ACTIVITY: Print each record exactly, with no word added or removed.

Saved entries
-.-.-
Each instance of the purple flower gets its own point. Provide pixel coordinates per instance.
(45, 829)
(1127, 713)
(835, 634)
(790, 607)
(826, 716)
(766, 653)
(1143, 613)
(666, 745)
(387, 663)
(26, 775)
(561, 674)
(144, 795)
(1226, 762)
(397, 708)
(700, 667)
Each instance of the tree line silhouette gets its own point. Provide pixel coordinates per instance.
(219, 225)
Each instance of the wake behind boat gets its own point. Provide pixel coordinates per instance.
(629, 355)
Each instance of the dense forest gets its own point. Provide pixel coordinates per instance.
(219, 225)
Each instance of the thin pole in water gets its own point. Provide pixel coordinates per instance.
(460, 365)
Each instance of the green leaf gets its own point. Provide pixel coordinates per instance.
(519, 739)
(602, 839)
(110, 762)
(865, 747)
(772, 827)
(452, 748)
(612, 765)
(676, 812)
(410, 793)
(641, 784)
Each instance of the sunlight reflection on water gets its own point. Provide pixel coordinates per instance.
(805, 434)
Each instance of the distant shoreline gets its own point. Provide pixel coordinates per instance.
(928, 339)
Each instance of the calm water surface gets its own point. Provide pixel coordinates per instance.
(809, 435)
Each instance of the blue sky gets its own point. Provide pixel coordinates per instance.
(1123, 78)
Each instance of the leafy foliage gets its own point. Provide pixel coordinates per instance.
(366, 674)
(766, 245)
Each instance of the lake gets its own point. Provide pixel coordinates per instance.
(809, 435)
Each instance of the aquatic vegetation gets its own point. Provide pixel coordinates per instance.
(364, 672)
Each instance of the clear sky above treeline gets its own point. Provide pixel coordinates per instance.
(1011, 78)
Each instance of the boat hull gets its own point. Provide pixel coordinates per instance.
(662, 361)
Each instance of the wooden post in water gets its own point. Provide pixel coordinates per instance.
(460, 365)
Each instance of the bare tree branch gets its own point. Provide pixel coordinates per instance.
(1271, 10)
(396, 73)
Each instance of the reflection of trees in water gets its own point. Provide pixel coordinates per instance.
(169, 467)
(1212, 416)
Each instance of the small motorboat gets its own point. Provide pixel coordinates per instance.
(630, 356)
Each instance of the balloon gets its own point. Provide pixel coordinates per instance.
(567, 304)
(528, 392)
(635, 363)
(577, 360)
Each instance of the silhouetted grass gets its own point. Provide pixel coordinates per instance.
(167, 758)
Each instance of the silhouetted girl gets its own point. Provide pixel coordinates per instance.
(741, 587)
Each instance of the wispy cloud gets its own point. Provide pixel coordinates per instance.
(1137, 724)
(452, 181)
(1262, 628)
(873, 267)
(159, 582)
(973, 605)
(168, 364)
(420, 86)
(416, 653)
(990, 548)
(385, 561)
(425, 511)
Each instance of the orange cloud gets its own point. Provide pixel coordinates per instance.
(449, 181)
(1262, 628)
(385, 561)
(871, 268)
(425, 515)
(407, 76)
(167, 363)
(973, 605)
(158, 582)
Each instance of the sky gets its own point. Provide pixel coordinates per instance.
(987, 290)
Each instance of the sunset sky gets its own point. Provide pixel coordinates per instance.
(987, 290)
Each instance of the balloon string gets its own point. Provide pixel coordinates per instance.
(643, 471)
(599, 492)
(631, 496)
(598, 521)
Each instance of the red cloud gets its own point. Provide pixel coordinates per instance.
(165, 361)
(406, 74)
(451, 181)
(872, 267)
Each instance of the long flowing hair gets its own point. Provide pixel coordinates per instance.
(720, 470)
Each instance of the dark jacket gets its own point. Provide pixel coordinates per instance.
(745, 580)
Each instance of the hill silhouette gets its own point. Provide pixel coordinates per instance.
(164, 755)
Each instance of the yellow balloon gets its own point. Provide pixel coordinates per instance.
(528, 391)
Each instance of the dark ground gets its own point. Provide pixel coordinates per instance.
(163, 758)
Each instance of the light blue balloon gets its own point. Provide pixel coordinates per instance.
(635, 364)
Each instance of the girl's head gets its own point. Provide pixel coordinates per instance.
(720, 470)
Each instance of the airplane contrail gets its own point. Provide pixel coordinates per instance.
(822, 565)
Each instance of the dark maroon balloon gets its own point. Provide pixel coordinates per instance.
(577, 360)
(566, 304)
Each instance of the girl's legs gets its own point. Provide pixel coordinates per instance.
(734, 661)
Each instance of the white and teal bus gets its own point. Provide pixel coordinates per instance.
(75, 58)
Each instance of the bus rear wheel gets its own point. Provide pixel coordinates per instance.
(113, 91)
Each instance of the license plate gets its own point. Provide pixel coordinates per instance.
-.-.-
THE COMPLETED TASK:
Each instance of the purple flower gets its own point. Provide pixel coordinates per instance.
(45, 829)
(1127, 713)
(835, 634)
(790, 607)
(826, 716)
(766, 653)
(1143, 613)
(666, 745)
(387, 663)
(26, 775)
(561, 674)
(144, 795)
(1226, 762)
(397, 708)
(700, 667)
Each instance of the tree line silhouette gets its own point. Provide pixel coordinates per instance.
(219, 225)
Each instance of the wake behind boat gets its own point. Provide pixel coordinates per instance.
(629, 355)
Each instance of the dense forest gets its own point. Provide pixel coordinates per instance.
(219, 225)
Each instance of the thin pole in water gets its own point. Provide pixel coordinates per instance.
(460, 365)
Each instance of the green leaf gets its own point. Provide pixel coordinates per instance.
(519, 739)
(602, 839)
(110, 762)
(865, 747)
(772, 827)
(452, 748)
(612, 765)
(676, 812)
(410, 793)
(641, 784)
Each instance of the sunlight reflection on water gets its own point. Provide pixel coordinates per instance.
(805, 434)
Each instance of the distant shoreline gets its own point. Provide pixel coordinates per instance.
(928, 339)
Each instance of the calm water surface gets its own point. Provide pixel coordinates per instance.
(809, 435)
Each instance of the blue sky gets its own point. Provide pixel coordinates per instance.
(1123, 78)
Each instance of the leafy foliage gets its own point. Provide pixel coordinates per instance.
(366, 674)
(766, 245)
Each instance of the lake gets its own point. Provide pixel coordinates per instance.
(809, 435)
Each instance of the aquatic vegetation gets its own point. Provide pixel coordinates per instance.
(364, 672)
Each instance of the clear sky above treeline gets its own point. Provide pixel coordinates per instance.
(1011, 78)
Each instance of the boat hull gets its own point. Provide pixel coordinates per instance.
(662, 361)
Each instance of the wooden post in water gets its own point. Provide pixel coordinates per instance.
(460, 365)
Each instance of the bare tree branch gets its own point. Provide pixel coordinates per instance.
(1271, 10)
(396, 73)
Each instance of the reflection of trees in water gets its own point. Provide pixel coordinates per instance.
(169, 467)
(1212, 416)
Each instance of the small motorboat gets its own point. Provide pixel coordinates per instance.
(630, 356)
Each instance of the balloon gets its own point. Provide pixel coordinates per instance.
(567, 304)
(528, 392)
(635, 363)
(577, 360)
Each instance of the silhouetted grass gets its own point. Provide pixel coordinates per instance.
(167, 758)
Each instance of the silhouetted girl gets its own point. Provide pixel coordinates per instance.
(741, 587)
Each instance of the wispy cloud gets its own point. Provide pixel coordinates per instance.
(1137, 724)
(452, 181)
(1262, 628)
(873, 267)
(159, 582)
(973, 605)
(168, 364)
(420, 86)
(416, 653)
(990, 548)
(385, 561)
(425, 511)
Each instance of the orange cloud gets its own point. Provide pixel coordinates per instance.
(449, 181)
(1262, 628)
(385, 561)
(871, 268)
(425, 515)
(407, 76)
(167, 363)
(973, 605)
(158, 582)
Each instance of the sky gets its own point. Provide pixel coordinates per instance.
(987, 290)
Each instance of the sunset sky gets its own point. Provide pixel coordinates per instance.
(987, 290)
Each instance of the balloon string gets its own point. Provide pixel coordinates per instance.
(643, 471)
(599, 492)
(631, 496)
(598, 521)
Each instance of the red cloud gets its own point. Provide pixel coordinates per instance.
(165, 361)
(406, 74)
(451, 181)
(872, 267)
Each instance of the long flowing hair gets its own point. Provide pixel coordinates per instance.
(720, 470)
Each instance of the dark jacket gets its own point. Provide pixel coordinates per instance.
(745, 580)
Each instance of the hill silhouette gets its own point. Provide pixel coordinates per instance.
(164, 755)
Each instance of the yellow balloon gets its own point. Provide pixel coordinates per instance.
(528, 391)
Each instance of the dark ground gets its own point. Provide pixel coordinates per instance.
(163, 758)
Each instance of the light blue balloon gets its own point. Provide pixel coordinates per instance.
(635, 364)
Each instance of the girl's head gets its own point. Provide pixel coordinates per instance.
(720, 470)
Each instance of the airplane contrail gets its own point. Provide pixel coordinates per instance.
(822, 565)
Each instance of the dark maroon balloon gets its own point. Provide pixel coordinates per instance.
(577, 360)
(566, 304)
Each instance of the girl's legs gets its own point. Provide pixel coordinates per instance.
(734, 661)
Each instance of the white and teal bus gets its own point. Provide pixel coordinates per instance.
(75, 58)
Each instance of the bus rear wheel gets its own point. Provide pixel coordinates per instance.
(113, 91)
Each instance of the license plate gets its own point. Provide pixel coordinates per instance.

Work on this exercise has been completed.